A voz e os gestos que os narradores usam para dar vida a cada personagem, a mistura do português e do crioulo, conforme a emoção ou solenidade do momento, os saltos narrativos com o conto a voltar atrás sempre que necessário, tudo isto que se encontra nos tradicionais contadores de estóreas é retomado por G. Almeida nos seus romances. A forma como descrição, narração e diálogo se fundem, os saltos temporais, a técnica rápida e impressionista com que caracteriza os personagens, o discurso indirecto livre ou a mistura do português e do crioulo, perfeitamente adequados à fluência e coloquialidade da narrativa, são exemplos do modo como o autor incorpora essa herança.

 

A magia e o poder das palavras 

Apesar duma certa ligeireza negligente com que fala habitualmente da sua escrita e dos seus livros, assumindo-se como alguém que escreve fundamentalmente por prazer e para se divertir2, a escrita tem, também para ele, o extraordinário poder de ser libertadora e indutora de mudanças. Entre 1989 e 2006, publicou doze obras de ficção e outras duas que, sendo embora de história, nos são contadas como se de ficção se tratasse. Estou a referir-me a O Dia das Calças Roladas e Viagem pela História das Ilhas. Está editado em onze países, traduzido em nove línguas e poderia continuar a citar números, relativos a datas de escrita ou de edições e número de edições em Cabo Verde ou no estrangeiro, mas a verdade é que não me lembro de alguma vez lhe ter lido ou ouvido, qualquer referência ao poder mágico dos números. Quanto às palavras é outra questão, não pode haver dúvidas sobre o extraordinário poder que lhes atribui. Um prazer quase físico e misterioso como podemos comprovar pelo relato que nos faz do dia em que Craveiro Lopes chegou á sua ilha natal, Boa Vista. Nessa soleníssima ocasião, o então administrador, impecavelmente fardado, leu o discurso de boas vindas lamentando “que as suas descoloridas palavras não traduzissem para o presidente todo o êxtase e subjectividade que sentíamos naquele memorável dia e o narrador acrescenta olhei em redor e disse alto: êxtase, subjectividade, e logo subiu um, cala a boca, menino de trampa!, mas mesmo assim fiquei repetindo êxtase, subjectividade” (I.Fantástica, p.97). Palavras estranhas e talvez tão poderosas como sésamo, ou cubic e cushac, que são os correspondentes em crioulo para abrir ou fechar portas e que Ti Lobo, na sua incontrolável ‘manhenteza’ sempre esquecia ou trocava (Parson, 1968, p.68).
......
## Tarefas:
**A)** Segundo o texto sobre a escrita de G. Almeida, quantas obras de ficção publicou o autor entre 1989 e 2006?
**B)** Reproduza sem alterações o trecho do texto sobre G. Almeida, começando nas palavras "A voz e os gestos" e terminando depois de "autor incorpora essa herança.".
**C)** Enumere os exemplos que a frase iniciada por "A forma como descrição" apresenta do modo como o autor incorpora a herança dos contadores de estóreas.
Os registos não têm qualquer papel neste trabalho.
......
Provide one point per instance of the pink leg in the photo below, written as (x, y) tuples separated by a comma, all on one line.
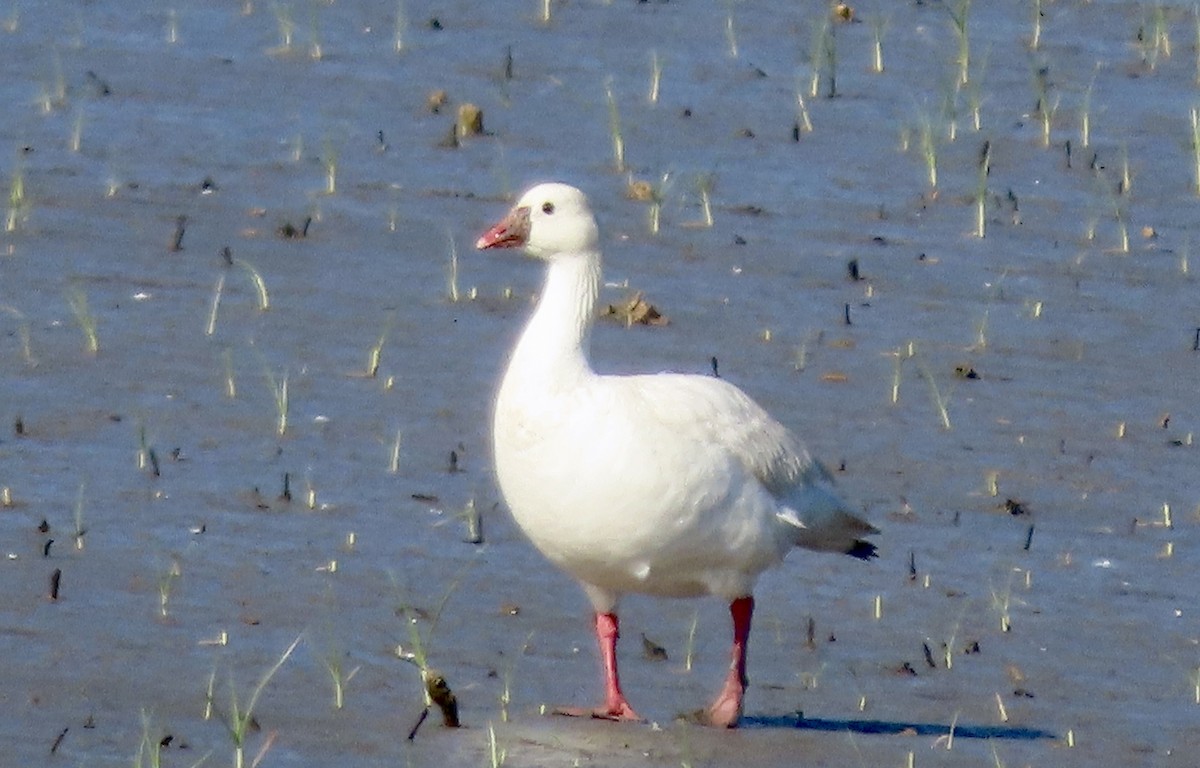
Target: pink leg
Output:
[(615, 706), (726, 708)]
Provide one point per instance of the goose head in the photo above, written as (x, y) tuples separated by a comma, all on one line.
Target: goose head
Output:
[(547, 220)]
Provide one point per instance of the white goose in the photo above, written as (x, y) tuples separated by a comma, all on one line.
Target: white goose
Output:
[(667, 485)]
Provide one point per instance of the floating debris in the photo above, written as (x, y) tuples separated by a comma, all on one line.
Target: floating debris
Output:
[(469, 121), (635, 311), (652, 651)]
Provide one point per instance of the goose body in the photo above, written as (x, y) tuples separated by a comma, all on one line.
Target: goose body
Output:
......
## Resultados finais:
**A)** Doze obras de ficção.

**B)**
A voz e os gestos que os narradores usam para dar vida a cada personagem, a mistura do português e do crioulo, conforme a emoção ou solenidade do momento, os saltos narrativos com o conto a voltar atrás sempre que necessário, tudo isto que se encontra nos tradicionais contadores de estóreas é retomado por G. Almeida nos seus romances. A forma como descrição, narração e diálogo se fundem, os saltos temporais, a técnica rápida e impressionista com que caracteriza os personagens, o discurso indirecto livre ou a mistura do português e do crioulo, perfeitamente adequados à fluência e coloquialidade da narrativa, são exemplos do modo como o autor incorpora essa herança.

**C)**
- A fusão de descrição, narração e diálogo
- Os saltos temporais
- A técnica rápida e impressionista com que caracteriza os personagens
- O discurso indirecto livre
- A mistura do português e do crioulo